Yes. I will do. The master decision is up there.

B
Brian Francis Dalton
Co

Is it. Okay. Yes, that masters decision has been appealed and it will be heard relatively soon.

Operator

Your next question comes from the line of Adrian Day from Adrian Day Asset Management.

A
Adrian Vincent Day
Chairman, President & Treasurer

Well, the last speaker took my standard question on the coal lawsuit. But let me also ask you, if I may, about the prospect generates the equity business, where you're doing a superb job. I've often said Chad should become a money manager, but -- you obviously had some sales, and I don't know if these were primarily based on -- were these selling? Can you tell us, were the selling an entire stake in specific companies? Or was it just trimming certain stakes? And then the second question on that prospect -- on that equity business would be, are you actively buying new stakes in smaller companies? Or are you just looking -- you got most of them through deals you did, but are you actively buying some in the market?

B
Brian Francis Dalton
Co

On the first part of the question, it hasn't been like sort of trimming across the whole portfolio. It has been pretty focused around a couple of names that might be a little less core for us just because we don't have, say, for example, an adjoining royalty interest or something. And it's using links as much as anything for us to boost in liquidity. That's as much as -- when you manage the size of the positions that we manage, that's a real big factor. So I'm not going to answer what the names are, but it's been fairly targeted. Yes, we are also in the market in certain cases adding to existing positions, adding other small positions here and there. But most of the ads, I guess, would be to names that we already hold and that we continue to have great faith in. And when we see market price -- market-based opportunity, we're active there. A few of these we're already filing on by virtue of the size of the position. So you probably see that we've added to pretty regularly, actually, to Origin. And we've added to Adventus, a little bit, during the quarter. So just incremental bits and pieces along the way here when we see real good opportunities in value.

### Data supplied
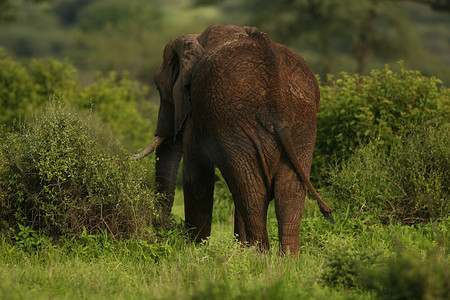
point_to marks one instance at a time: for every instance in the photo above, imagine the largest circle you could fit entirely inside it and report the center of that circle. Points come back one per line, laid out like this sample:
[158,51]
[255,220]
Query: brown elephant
[232,98]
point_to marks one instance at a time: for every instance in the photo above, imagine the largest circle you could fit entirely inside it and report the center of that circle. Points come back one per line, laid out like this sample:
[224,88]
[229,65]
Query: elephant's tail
[288,145]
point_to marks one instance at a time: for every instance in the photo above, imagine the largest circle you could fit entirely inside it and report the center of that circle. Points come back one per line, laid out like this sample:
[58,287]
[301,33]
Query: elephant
[232,98]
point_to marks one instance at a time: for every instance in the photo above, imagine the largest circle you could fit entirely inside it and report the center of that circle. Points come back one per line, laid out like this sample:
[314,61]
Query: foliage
[114,98]
[99,266]
[380,106]
[410,184]
[408,275]
[56,179]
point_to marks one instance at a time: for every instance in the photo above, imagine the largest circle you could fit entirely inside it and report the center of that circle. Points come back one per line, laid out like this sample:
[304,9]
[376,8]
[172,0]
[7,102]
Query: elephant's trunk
[150,148]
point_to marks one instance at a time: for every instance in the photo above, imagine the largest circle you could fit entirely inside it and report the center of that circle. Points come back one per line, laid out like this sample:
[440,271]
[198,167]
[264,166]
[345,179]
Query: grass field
[347,260]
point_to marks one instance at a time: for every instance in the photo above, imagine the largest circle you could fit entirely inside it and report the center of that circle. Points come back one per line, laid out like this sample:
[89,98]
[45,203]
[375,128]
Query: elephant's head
[173,80]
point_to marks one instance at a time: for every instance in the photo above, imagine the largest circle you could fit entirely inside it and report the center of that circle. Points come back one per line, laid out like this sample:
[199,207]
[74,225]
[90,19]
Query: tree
[330,28]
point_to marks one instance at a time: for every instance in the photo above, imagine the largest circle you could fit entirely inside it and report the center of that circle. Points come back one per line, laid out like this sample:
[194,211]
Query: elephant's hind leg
[290,195]
[198,189]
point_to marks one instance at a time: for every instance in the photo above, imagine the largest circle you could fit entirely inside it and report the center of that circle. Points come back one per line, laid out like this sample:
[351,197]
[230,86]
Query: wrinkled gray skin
[234,99]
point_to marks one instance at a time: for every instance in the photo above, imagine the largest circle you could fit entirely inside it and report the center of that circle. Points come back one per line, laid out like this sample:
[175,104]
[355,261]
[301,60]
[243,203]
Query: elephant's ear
[189,51]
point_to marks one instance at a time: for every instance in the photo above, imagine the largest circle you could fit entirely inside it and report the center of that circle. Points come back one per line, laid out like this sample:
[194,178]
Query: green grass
[348,260]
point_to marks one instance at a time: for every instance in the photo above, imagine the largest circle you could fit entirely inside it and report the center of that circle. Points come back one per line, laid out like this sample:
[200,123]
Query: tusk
[150,148]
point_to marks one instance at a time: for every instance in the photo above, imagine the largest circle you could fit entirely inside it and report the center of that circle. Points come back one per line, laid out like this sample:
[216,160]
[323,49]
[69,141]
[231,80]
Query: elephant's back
[253,76]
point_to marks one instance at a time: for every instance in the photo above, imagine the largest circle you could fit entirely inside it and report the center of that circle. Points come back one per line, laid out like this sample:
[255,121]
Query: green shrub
[409,184]
[116,99]
[56,179]
[17,90]
[408,275]
[357,109]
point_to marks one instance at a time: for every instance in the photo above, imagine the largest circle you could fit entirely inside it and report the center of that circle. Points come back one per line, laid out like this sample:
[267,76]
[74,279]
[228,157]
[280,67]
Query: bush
[381,106]
[56,179]
[410,184]
[114,98]
[407,275]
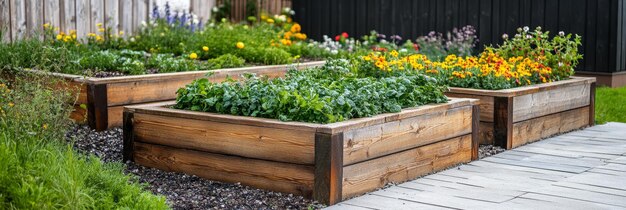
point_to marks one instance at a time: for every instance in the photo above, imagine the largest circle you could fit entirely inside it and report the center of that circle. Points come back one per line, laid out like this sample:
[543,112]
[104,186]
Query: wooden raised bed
[327,162]
[514,117]
[105,98]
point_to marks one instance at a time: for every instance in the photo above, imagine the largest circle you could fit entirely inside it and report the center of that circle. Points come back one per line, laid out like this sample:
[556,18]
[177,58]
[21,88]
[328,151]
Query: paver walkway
[579,170]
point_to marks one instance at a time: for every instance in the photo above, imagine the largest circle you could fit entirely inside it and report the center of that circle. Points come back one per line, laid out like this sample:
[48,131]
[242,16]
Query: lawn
[610,105]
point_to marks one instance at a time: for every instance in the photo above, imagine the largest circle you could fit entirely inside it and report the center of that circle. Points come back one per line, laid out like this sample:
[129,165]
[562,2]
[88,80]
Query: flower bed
[328,162]
[525,87]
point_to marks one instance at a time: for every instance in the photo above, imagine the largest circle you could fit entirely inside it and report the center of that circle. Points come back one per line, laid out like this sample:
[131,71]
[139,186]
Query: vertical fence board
[52,13]
[97,15]
[5,21]
[83,18]
[18,19]
[126,14]
[111,20]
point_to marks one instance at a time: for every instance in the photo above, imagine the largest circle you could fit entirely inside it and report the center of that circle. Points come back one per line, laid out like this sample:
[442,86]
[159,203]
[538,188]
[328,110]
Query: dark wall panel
[602,23]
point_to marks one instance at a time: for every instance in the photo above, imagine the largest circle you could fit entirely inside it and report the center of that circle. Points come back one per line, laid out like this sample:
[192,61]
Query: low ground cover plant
[40,170]
[327,94]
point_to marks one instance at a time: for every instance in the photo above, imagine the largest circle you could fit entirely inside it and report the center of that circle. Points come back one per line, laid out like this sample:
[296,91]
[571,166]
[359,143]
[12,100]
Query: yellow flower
[295,28]
[240,45]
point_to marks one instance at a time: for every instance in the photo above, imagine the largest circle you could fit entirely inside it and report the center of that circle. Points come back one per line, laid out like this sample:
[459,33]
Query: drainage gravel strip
[191,192]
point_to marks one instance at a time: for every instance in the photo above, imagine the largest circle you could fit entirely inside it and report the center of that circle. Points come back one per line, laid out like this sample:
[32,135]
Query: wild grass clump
[40,170]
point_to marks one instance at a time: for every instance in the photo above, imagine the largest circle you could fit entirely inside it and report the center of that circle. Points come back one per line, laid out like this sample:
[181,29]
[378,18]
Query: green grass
[610,105]
[40,170]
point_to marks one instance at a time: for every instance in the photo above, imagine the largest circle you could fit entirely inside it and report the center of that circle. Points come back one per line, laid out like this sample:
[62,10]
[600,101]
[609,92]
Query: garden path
[580,170]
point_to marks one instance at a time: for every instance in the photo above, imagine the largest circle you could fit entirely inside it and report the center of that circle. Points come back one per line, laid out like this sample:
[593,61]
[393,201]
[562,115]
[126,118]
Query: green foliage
[226,61]
[559,53]
[327,94]
[40,170]
[610,106]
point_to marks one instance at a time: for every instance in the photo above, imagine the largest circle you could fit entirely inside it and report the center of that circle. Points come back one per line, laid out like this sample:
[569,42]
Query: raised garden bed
[101,100]
[327,162]
[513,117]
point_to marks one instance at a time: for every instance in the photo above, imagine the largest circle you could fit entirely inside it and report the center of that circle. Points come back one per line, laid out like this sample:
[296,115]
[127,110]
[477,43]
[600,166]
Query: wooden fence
[602,23]
[22,18]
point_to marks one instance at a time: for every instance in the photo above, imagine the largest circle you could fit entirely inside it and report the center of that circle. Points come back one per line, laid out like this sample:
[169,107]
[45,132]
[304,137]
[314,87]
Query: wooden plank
[486,104]
[503,122]
[375,141]
[97,10]
[328,168]
[34,18]
[83,18]
[285,145]
[549,125]
[5,21]
[97,107]
[275,176]
[52,11]
[551,101]
[18,19]
[407,165]
[126,16]
[68,16]
[114,116]
[111,16]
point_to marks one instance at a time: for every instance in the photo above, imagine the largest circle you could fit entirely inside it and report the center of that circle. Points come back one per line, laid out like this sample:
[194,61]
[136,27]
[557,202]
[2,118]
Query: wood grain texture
[549,125]
[550,101]
[328,168]
[486,104]
[378,140]
[275,176]
[284,145]
[399,167]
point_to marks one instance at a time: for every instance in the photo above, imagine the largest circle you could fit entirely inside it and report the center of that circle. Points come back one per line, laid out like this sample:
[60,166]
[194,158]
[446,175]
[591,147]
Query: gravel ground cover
[192,192]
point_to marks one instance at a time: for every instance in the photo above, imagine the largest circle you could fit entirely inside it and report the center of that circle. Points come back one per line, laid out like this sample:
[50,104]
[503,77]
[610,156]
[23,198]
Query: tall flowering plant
[559,52]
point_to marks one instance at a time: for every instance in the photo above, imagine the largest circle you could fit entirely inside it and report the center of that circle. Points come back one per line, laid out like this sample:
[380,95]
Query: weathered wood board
[328,162]
[514,117]
[106,97]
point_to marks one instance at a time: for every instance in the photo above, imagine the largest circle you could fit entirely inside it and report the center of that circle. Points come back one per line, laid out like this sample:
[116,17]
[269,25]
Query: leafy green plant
[327,94]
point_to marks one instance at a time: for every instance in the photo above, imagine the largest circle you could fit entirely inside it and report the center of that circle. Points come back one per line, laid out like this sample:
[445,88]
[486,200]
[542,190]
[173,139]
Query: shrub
[39,169]
[327,94]
[559,53]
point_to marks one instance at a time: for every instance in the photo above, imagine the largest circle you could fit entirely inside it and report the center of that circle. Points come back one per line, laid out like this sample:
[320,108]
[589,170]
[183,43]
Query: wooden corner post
[503,122]
[97,107]
[592,104]
[129,137]
[475,131]
[328,168]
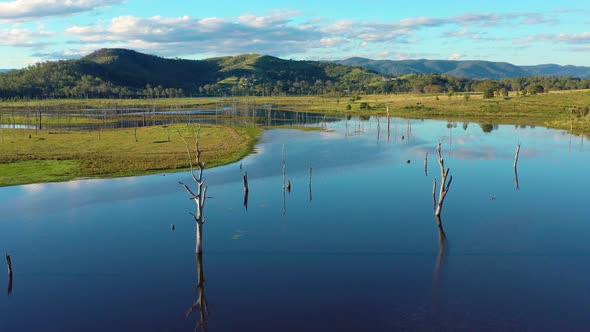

### Problems to solve
A. According to the call transcript, what has happened to the master's decision?
B. List every person named in the call transcript.

### Final results
A. It has been appealed and will be heard relatively soon.

B. Brian Francis Dalton, Adrian Vincent Day (also called Adrian Day), Chad